* _Prompt_
Every single entry needs to appear again exactly as given.

Natural language region descriptions

┌────────

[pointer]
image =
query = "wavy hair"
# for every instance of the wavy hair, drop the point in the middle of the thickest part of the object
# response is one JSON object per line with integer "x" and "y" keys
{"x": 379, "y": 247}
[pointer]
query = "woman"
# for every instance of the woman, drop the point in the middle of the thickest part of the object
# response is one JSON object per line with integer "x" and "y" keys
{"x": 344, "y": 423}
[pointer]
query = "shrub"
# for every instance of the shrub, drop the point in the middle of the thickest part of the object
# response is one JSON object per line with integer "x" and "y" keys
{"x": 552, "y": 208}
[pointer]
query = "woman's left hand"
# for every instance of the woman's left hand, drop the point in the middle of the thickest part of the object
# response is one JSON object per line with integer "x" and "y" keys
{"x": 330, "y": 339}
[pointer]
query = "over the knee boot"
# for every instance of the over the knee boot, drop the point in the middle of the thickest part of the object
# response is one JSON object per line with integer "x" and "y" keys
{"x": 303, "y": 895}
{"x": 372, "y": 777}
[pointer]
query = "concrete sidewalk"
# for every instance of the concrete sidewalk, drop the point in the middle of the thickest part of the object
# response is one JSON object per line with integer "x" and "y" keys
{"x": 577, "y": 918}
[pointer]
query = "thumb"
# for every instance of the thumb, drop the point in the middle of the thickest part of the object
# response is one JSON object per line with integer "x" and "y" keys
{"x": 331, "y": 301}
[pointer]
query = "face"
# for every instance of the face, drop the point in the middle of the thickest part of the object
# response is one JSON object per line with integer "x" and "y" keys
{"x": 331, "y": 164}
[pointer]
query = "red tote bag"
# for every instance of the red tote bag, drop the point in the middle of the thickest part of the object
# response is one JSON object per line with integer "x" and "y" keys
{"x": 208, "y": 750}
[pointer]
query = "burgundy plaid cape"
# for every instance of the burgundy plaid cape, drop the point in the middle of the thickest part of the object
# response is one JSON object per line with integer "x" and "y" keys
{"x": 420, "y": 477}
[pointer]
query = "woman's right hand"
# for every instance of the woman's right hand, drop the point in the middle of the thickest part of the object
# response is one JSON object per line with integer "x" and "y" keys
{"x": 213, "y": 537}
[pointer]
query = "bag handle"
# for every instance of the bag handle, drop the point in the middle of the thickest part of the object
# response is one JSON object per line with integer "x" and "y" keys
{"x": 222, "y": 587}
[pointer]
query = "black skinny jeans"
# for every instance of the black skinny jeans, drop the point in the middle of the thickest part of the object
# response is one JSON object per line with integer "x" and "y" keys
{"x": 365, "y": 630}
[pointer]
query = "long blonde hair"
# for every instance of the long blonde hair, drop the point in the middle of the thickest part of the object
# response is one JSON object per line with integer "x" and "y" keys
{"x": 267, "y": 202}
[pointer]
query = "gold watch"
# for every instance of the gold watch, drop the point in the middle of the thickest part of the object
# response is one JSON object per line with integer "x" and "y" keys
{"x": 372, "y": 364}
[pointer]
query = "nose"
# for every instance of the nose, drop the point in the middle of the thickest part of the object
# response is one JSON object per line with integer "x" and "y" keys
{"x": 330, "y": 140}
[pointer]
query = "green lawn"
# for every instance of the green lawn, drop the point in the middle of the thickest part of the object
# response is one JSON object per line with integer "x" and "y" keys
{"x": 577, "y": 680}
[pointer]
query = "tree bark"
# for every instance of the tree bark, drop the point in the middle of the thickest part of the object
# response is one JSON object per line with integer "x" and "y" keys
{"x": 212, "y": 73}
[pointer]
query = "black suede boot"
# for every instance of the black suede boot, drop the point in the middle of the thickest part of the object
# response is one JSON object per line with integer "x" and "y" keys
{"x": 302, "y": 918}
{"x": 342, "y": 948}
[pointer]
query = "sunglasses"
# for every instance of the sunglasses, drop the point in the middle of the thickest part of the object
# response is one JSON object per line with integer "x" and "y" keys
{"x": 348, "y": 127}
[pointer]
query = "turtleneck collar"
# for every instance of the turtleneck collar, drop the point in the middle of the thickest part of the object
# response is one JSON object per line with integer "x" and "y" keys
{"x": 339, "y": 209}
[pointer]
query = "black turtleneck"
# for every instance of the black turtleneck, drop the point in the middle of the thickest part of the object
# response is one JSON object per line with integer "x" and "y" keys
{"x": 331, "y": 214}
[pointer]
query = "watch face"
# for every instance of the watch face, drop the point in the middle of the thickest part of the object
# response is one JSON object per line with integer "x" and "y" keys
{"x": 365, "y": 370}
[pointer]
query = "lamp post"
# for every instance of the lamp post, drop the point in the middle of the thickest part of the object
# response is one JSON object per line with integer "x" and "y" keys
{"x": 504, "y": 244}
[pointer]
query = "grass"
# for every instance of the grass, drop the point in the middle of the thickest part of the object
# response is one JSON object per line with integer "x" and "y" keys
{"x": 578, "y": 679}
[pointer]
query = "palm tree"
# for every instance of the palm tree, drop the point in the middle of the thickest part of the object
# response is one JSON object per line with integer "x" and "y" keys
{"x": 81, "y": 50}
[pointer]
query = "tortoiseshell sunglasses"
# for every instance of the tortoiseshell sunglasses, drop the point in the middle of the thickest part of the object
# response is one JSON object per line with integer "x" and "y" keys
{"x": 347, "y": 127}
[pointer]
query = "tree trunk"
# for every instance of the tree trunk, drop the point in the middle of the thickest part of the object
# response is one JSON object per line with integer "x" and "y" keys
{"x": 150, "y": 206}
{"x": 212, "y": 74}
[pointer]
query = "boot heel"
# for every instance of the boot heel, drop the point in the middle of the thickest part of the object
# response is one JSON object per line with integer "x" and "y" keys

└────────

* _Written solution_
[pointer]
image =
query = "wavy hair"
# for every instance of the wavy hair, drop the point in the middle of the thickest part of the object
# response is one JSON object per line with integer "x" and "y" keys
{"x": 379, "y": 247}
[pointer]
query = "woman"
# for every instance of the woman, drop the point in the middle of the thickest part of the object
# response is one JSON object per line with integer "x" and "y" keys
{"x": 344, "y": 423}
[pointer]
query = "shrub"
# for every instance of the shrub, drop the point in the middle of the thickest part of the object
# response is one JSON object per line with integer "x" and "y" keys
{"x": 552, "y": 208}
[pointer]
query = "woman's left hand"
# for every instance of the woman's left hand, drop the point in the middle of the thickest part of the object
# response is one JSON object per line with integer "x" and "y" keys
{"x": 330, "y": 339}
[pointer]
query = "over the knee boot"
# for every instance of the over the knee boot, drop the point in the middle of the thickest part of the object
# response is one JSON object per line with integer "x" and "y" keys
{"x": 303, "y": 895}
{"x": 372, "y": 777}
[pointer]
query = "concrete sidewalk"
# for every instance of the concrete sidewalk, drop the point in the middle of the thickest part of the object
# response is one JSON object per line with integer "x" and "y" keys
{"x": 577, "y": 918}
[pointer]
query = "thumb"
# for every instance of the thumb, drop the point in the middle of the thickest part of the object
# response is one JSON object per line with integer "x" and "y" keys
{"x": 331, "y": 301}
[pointer]
query = "face"
# for every instance of the face, drop the point in the middle of the thickest part of the object
# response is one JSON object per line with integer "x" and "y" keys
{"x": 331, "y": 164}
[pointer]
query = "red tote bag"
# for every instance of the red tote bag, drop the point in the middle of the thickest part of the object
# response is one JSON object per line with integer "x" and "y" keys
{"x": 208, "y": 750}
[pointer]
query = "burgundy plaid cape"
# for every instance of the burgundy plaid cape, drop the point in the middle of the thickest part of the object
# response is one JSON object per line with integer "x" and "y" keys
{"x": 420, "y": 477}
[pointer]
query = "woman's right hand"
# for every instance of the woman's right hand, drop the point in the middle of the thickest part of the object
# response is one JSON object per line with integer "x" and "y" keys
{"x": 213, "y": 537}
[pointer]
query = "bag handle"
# for every instance of the bag handle, drop the point in the middle of the thickest part of the object
# response is one JSON object per line with integer "x" and "y" keys
{"x": 222, "y": 587}
[pointer]
query = "black skinny jeans"
# for every instance of the black skinny jeans, drop the point in the middle of the thickest part of the object
# response is one JSON object per line with integer "x" and "y" keys
{"x": 365, "y": 630}
[pointer]
query = "long blonde hair"
# for every instance of the long blonde hair, drop the point in the middle of the thickest part of the object
# response is one JSON object per line with integer "x" and "y" keys
{"x": 267, "y": 202}
[pointer]
query = "gold watch"
# for every instance of the gold watch, drop the point in the middle of the thickest part of the object
# response is one JSON object per line with integer "x" and "y" keys
{"x": 372, "y": 364}
[pointer]
query = "nose"
# for every instance of the nose, drop the point in the middle of the thickest part of the object
# response is one JSON object per line with integer "x" and "y" keys
{"x": 330, "y": 140}
[pointer]
query = "green lawn"
# for every instance of the green lawn, drop the point in the middle of the thickest part of the object
# response is one JSON object per line with integer "x" and "y" keys
{"x": 577, "y": 680}
[pointer]
query = "tree bark"
# for every instance of the tree bark, drop the point in the middle of the thickest part of the object
# response is one JSON object per line with integer "x" and "y" keys
{"x": 212, "y": 73}
[pointer]
query = "black suede boot"
# for every instance of the black suede boot, drop the point in the middle of the thickest part of the object
# response is one JSON object per line with integer "x" and "y" keys
{"x": 302, "y": 918}
{"x": 342, "y": 948}
[pointer]
query = "sunglasses"
# for every instance of the sunglasses, drop the point in the middle of the thickest part of the object
# response is one JSON object per line with integer "x" and "y" keys
{"x": 348, "y": 127}
[pointer]
query = "turtleneck collar"
# for every instance of the turtleneck collar, drop the point in the middle of the thickest part of the object
# response is one JSON object per line with integer "x" and "y" keys
{"x": 339, "y": 209}
[pointer]
query = "black turtleneck"
# for every instance of the black turtleneck, drop the point in the middle of the thickest part of the object
# response is one JSON object per line with integer "x" and "y" keys
{"x": 331, "y": 214}
[pointer]
query = "watch face"
# for every instance of the watch face, drop the point in the middle of the thickest part of the object
# response is one JSON object per line with integer "x" and "y" keys
{"x": 365, "y": 370}
[pointer]
query = "lamp post"
# for every instance of the lamp post, drop the point in the middle of the thickest part of the object
# response is one JSON object per line with integer "x" and "y" keys
{"x": 504, "y": 244}
[pointer]
query = "grass"
# for every instance of the grass, drop the point in the middle of the thickest part of the object
# response is one JSON object per line with integer "x" and "y" keys
{"x": 578, "y": 679}
[pointer]
query = "palm tree"
# for every instance of the palm tree, drop the point in the middle of the thickest part of the object
# response is one JSON object per line with integer "x" and "y" keys
{"x": 81, "y": 50}
[pointer]
query = "tortoiseshell sunglasses"
# for every instance of the tortoiseshell sunglasses, drop the point in the middle of the thickest part of the object
# response is one JSON object per line with integer "x" and "y" keys
{"x": 347, "y": 127}
[pointer]
query = "tree trunk"
# for every instance of the tree trunk, drop the point in the middle of the thickest part of the object
# response is one JSON object per line with integer "x" and "y" keys
{"x": 150, "y": 206}
{"x": 212, "y": 74}
[pointer]
query = "boot heel"
# for every instance of the boot heel, drop the point in the middle of the thickest part of the object
# response is one JSON object per line with integer "x" and "y" keys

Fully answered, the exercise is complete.